Aim of the task:
Render this sentence from the text on Donald Judd in Spanish: "Whitney Museum of American Art organized the very first retrospective of his work in 1968."

Supplied text:
/---

As famous as he was, Judd’s work has been exhibited internationally since the 1960s and is included in many prestigious collections throughout the world. Whitney Museum of American Art organized the very first retrospective of his work in 1968. It was a marvelous event and the one that would establish his importance in the world of contemporary art. Tate Modern, London organized a survey exhibition of Judd’s work in 2004, and the Museum of Modern Art plans to mount a sweeping retrospective of his work. The show will cover the arc of his career, covering everything from painting and art criticism to his later work in furniture design and land preservation, and will be held in the fall of 2017.
Originally conceived in 1977, the Judd Foundation was created in 1996 (after the artist’s death) in order to preserve the work and installations of Donald Judd in his estates in Marfa, Texas and at 101 Spring Street in New York. The Foundation holds the worldwide copyright for all works created by Donald Judd, and is directly responsible for the renovation of the artist’s house in New York, supporting the 16 permanent installations located at 101 Spring Street and in Marfa. Flavin and Reiner Judd, Donald’s children, are currently the members of the Foundation’s board, along with Robert C. Beyer, Dudley Del Balso, Fairfax Dorn, Carl Ryan, Dan Sallick and Ellen Salpeter.

\---

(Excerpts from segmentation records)
/---

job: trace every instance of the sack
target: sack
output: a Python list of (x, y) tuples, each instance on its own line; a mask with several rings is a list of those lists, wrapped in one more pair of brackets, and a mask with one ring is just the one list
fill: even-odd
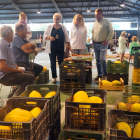
[(64, 52), (64, 58), (68, 58), (69, 57), (69, 46), (67, 43), (65, 45), (66, 45), (66, 51)]

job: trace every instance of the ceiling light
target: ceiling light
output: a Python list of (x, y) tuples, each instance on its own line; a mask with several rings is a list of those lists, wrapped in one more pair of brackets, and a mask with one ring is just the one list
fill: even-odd
[(37, 13), (38, 13), (38, 14), (40, 14), (40, 13), (41, 13), (41, 11), (40, 11), (40, 10), (38, 10), (38, 11), (37, 11)]
[(122, 4), (120, 4), (120, 6), (121, 6), (121, 7), (124, 7), (124, 6), (125, 6), (125, 4), (124, 4), (124, 3), (122, 3)]
[(91, 12), (90, 9), (88, 9), (87, 12)]

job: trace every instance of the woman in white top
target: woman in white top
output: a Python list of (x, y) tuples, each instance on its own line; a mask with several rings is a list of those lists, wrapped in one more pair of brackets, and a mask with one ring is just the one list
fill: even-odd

\---

The output:
El Whitney Museum of American Art organizó la primerísima retrospectiva de su obra en 1968.